• What to produce: From the line that contains "Task: put a point on every instance of the bokeh" to the last line of the data below, transcribe every line exactly. Do not include the pictures.

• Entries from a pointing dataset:
- - - - - - -

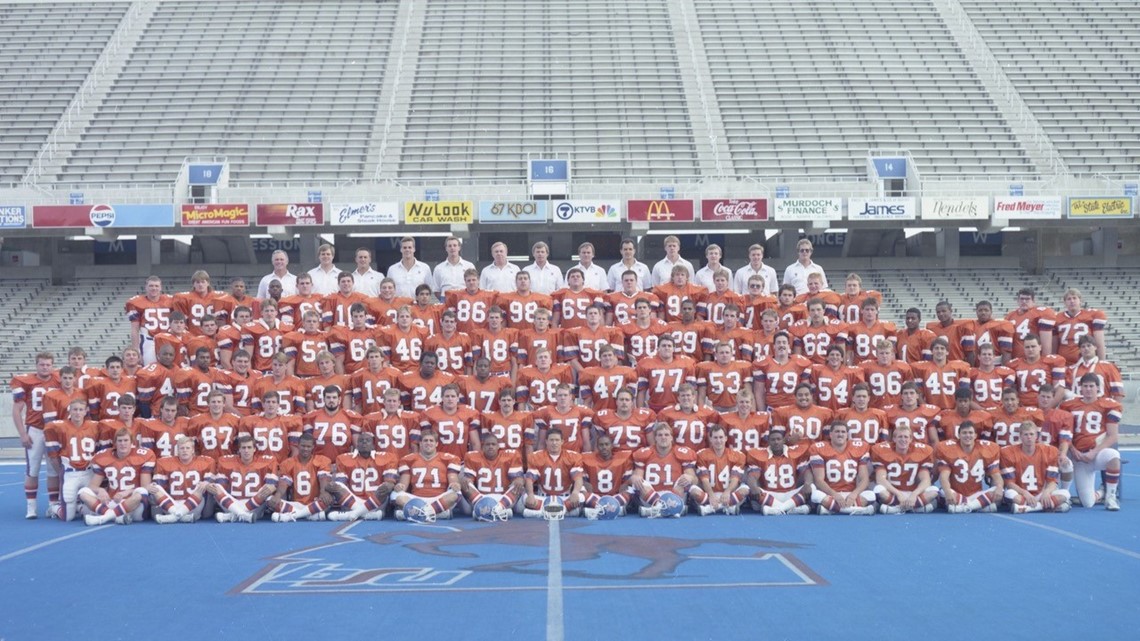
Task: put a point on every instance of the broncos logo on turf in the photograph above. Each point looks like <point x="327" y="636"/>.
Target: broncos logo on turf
<point x="467" y="556"/>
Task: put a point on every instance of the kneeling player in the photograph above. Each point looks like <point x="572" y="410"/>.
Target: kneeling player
<point x="180" y="481"/>
<point x="243" y="483"/>
<point x="963" y="465"/>
<point x="491" y="480"/>
<point x="608" y="475"/>
<point x="778" y="476"/>
<point x="127" y="472"/>
<point x="365" y="479"/>
<point x="841" y="475"/>
<point x="1031" y="470"/>
<point x="429" y="485"/>
<point x="902" y="473"/>
<point x="302" y="487"/>
<point x="71" y="446"/>
<point x="721" y="473"/>
<point x="1096" y="428"/>
<point x="664" y="475"/>
<point x="553" y="476"/>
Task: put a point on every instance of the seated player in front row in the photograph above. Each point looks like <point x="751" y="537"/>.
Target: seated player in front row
<point x="429" y="485"/>
<point x="779" y="477"/>
<point x="1031" y="470"/>
<point x="125" y="469"/>
<point x="179" y="486"/>
<point x="840" y="470"/>
<point x="965" y="463"/>
<point x="493" y="479"/>
<point x="365" y="479"/>
<point x="553" y="476"/>
<point x="664" y="475"/>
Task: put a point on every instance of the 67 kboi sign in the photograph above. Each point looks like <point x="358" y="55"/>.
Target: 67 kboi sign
<point x="291" y="213"/>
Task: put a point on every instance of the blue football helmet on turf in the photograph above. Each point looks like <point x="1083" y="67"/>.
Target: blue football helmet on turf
<point x="553" y="509"/>
<point x="608" y="508"/>
<point x="487" y="509"/>
<point x="670" y="504"/>
<point x="418" y="512"/>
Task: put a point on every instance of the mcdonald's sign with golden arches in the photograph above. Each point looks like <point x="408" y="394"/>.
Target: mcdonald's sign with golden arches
<point x="660" y="211"/>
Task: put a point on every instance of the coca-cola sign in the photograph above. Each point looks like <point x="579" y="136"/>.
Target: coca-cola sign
<point x="733" y="210"/>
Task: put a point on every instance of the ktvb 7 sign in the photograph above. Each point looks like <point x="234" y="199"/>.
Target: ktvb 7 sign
<point x="660" y="211"/>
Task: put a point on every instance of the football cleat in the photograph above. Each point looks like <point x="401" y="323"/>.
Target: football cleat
<point x="417" y="511"/>
<point x="553" y="509"/>
<point x="608" y="508"/>
<point x="669" y="504"/>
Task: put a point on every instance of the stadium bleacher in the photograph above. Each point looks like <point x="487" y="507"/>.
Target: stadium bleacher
<point x="806" y="88"/>
<point x="286" y="95"/>
<point x="597" y="81"/>
<point x="1075" y="64"/>
<point x="33" y="96"/>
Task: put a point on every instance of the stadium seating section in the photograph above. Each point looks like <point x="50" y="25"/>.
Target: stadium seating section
<point x="352" y="90"/>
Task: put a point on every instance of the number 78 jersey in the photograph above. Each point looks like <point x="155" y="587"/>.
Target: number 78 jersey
<point x="662" y="471"/>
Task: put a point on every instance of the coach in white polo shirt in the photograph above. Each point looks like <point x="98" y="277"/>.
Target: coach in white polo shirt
<point x="281" y="273"/>
<point x="545" y="277"/>
<point x="796" y="274"/>
<point x="756" y="266"/>
<point x="595" y="276"/>
<point x="498" y="276"/>
<point x="703" y="276"/>
<point x="324" y="275"/>
<point x="448" y="275"/>
<point x="409" y="273"/>
<point x="366" y="280"/>
<point x="629" y="262"/>
<point x="662" y="272"/>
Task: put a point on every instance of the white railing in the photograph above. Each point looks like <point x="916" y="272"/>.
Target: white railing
<point x="398" y="75"/>
<point x="702" y="95"/>
<point x="79" y="103"/>
<point x="987" y="63"/>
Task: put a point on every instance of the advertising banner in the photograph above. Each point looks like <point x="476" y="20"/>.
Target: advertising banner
<point x="13" y="217"/>
<point x="1027" y="207"/>
<point x="660" y="211"/>
<point x="732" y="210"/>
<point x="291" y="213"/>
<point x="1115" y="207"/>
<point x="103" y="216"/>
<point x="935" y="208"/>
<point x="512" y="211"/>
<point x="438" y="212"/>
<point x="586" y="211"/>
<point x="808" y="209"/>
<point x="216" y="216"/>
<point x="881" y="209"/>
<point x="364" y="213"/>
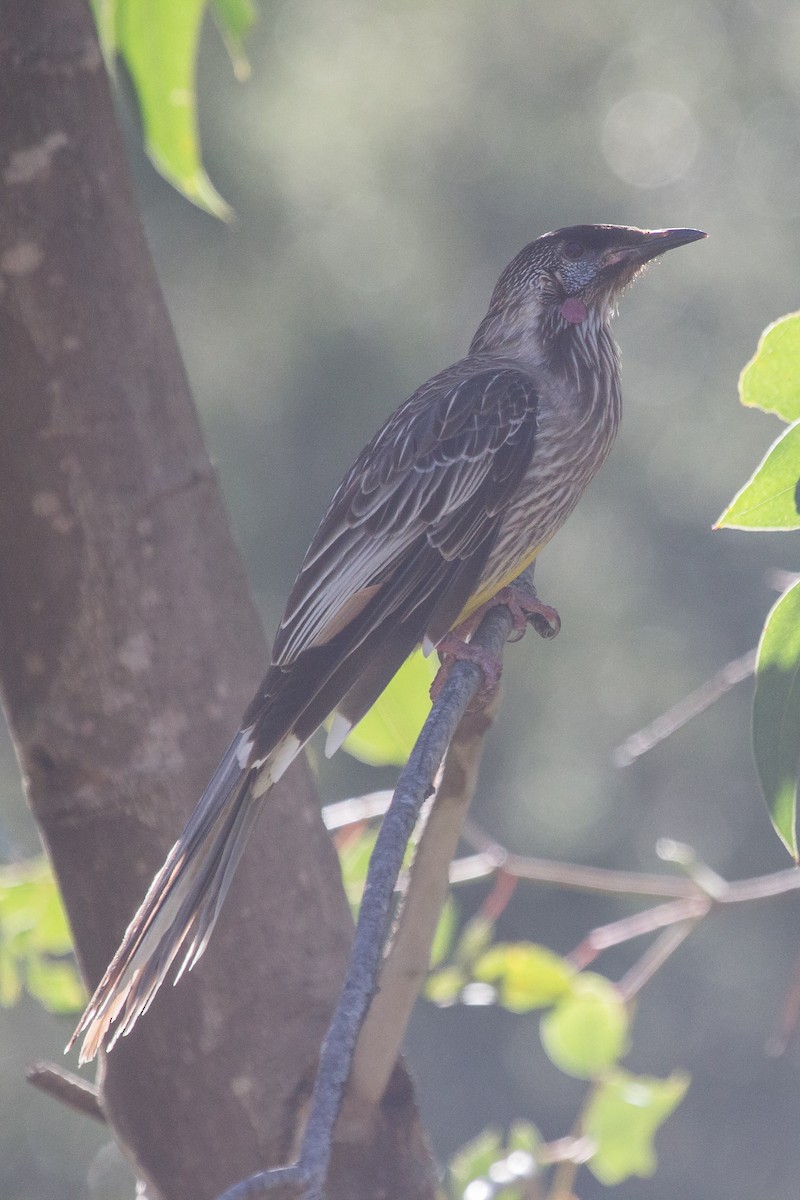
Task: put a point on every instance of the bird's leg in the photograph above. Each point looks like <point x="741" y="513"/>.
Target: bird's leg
<point x="525" y="609"/>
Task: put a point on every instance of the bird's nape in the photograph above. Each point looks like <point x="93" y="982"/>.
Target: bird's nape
<point x="455" y="495"/>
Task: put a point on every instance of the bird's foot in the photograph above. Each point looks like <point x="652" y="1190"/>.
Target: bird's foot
<point x="452" y="648"/>
<point x="527" y="609"/>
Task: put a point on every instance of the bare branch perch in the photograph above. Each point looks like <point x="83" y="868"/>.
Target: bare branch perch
<point x="71" y="1090"/>
<point x="414" y="785"/>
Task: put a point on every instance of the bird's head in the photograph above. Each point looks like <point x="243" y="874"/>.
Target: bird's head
<point x="572" y="277"/>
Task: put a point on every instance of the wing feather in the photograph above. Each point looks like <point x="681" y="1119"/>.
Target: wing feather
<point x="441" y="471"/>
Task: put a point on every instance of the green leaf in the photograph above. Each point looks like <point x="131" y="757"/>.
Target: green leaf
<point x="234" y="19"/>
<point x="474" y="1159"/>
<point x="771" y="378"/>
<point x="527" y="976"/>
<point x="444" y="987"/>
<point x="158" y="42"/>
<point x="354" y="861"/>
<point x="474" y="939"/>
<point x="56" y="985"/>
<point x="770" y="499"/>
<point x="443" y="939"/>
<point x="386" y="735"/>
<point x="32" y="930"/>
<point x="11" y="984"/>
<point x="623" y="1117"/>
<point x="523" y="1135"/>
<point x="587" y="1031"/>
<point x="104" y="12"/>
<point x="776" y="715"/>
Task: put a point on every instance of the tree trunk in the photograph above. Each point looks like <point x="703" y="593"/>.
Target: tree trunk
<point x="130" y="646"/>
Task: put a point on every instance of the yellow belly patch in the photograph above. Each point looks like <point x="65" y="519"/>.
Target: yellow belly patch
<point x="491" y="587"/>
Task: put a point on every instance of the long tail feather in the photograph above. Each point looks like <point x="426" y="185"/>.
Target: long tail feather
<point x="185" y="898"/>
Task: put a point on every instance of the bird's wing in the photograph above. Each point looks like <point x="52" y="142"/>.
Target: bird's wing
<point x="429" y="489"/>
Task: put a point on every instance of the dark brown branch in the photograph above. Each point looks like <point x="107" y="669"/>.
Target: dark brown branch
<point x="131" y="648"/>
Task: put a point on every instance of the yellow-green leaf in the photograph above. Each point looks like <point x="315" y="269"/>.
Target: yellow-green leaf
<point x="443" y="939"/>
<point x="386" y="735"/>
<point x="623" y="1117"/>
<point x="771" y="378"/>
<point x="56" y="985"/>
<point x="776" y="715"/>
<point x="158" y="42"/>
<point x="770" y="499"/>
<point x="234" y="18"/>
<point x="527" y="976"/>
<point x="587" y="1031"/>
<point x="445" y="985"/>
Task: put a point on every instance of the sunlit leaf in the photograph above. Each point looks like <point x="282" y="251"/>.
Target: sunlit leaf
<point x="354" y="859"/>
<point x="523" y="1135"/>
<point x="623" y="1117"/>
<point x="104" y="12"/>
<point x="770" y="499"/>
<point x="776" y="714"/>
<point x="527" y="976"/>
<point x="771" y="378"/>
<point x="386" y="735"/>
<point x="56" y="985"/>
<point x="234" y="18"/>
<point x="31" y="909"/>
<point x="445" y="985"/>
<point x="474" y="1159"/>
<point x="32" y="930"/>
<point x="587" y="1030"/>
<point x="11" y="984"/>
<point x="443" y="939"/>
<point x="474" y="939"/>
<point x="158" y="42"/>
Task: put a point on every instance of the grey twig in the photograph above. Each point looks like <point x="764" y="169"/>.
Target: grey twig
<point x="71" y="1090"/>
<point x="414" y="785"/>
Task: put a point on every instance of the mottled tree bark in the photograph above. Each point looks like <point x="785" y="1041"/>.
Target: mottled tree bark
<point x="130" y="646"/>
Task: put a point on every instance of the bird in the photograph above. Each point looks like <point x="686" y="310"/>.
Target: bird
<point x="452" y="498"/>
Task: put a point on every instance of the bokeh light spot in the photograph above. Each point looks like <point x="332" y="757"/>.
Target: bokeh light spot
<point x="649" y="138"/>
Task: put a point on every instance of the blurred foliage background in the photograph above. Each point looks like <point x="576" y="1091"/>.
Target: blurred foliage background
<point x="384" y="162"/>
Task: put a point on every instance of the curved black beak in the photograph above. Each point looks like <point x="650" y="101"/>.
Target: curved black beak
<point x="649" y="244"/>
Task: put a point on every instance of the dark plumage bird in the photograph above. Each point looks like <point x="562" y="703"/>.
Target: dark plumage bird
<point x="451" y="499"/>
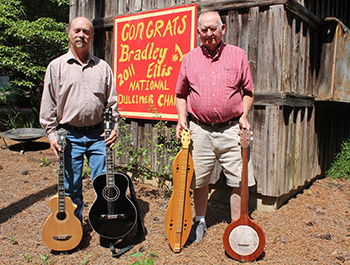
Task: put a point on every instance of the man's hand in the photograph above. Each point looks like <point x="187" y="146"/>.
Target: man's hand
<point x="181" y="125"/>
<point x="112" y="139"/>
<point x="243" y="123"/>
<point x="55" y="147"/>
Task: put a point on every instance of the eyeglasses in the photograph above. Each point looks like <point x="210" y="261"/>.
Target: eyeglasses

- - - - - - -

• Result:
Task: put a point on every instance of the bokeh light spot in the photograph above. Each point looks like <point x="332" y="757"/>.
Target: bokeh light spot
<point x="649" y="138"/>
Task: put a point on every instance of the blurred foliage background in the photograph above. Each point looks like <point x="576" y="1091"/>.
Target: blurred foliage background
<point x="384" y="162"/>
Task: put a point on every instance of the curved black beak in the photograph above. Each point looks like <point x="650" y="101"/>.
Target: curved black beak
<point x="649" y="244"/>
Task: put a point on every instance of the dark plumage bird in the photograph above. Each point looks like <point x="562" y="703"/>.
Target: dark plumage bird
<point x="451" y="499"/>
Task: put a point on every instance of the man's hand in the photograph above. Each point looks like <point x="187" y="146"/>.
Target: man's hand
<point x="181" y="125"/>
<point x="112" y="139"/>
<point x="243" y="123"/>
<point x="55" y="147"/>
Task: put a point on every instance of the eyeglasses in the photograph above. Each point looks like <point x="210" y="261"/>.
Target: eyeglasses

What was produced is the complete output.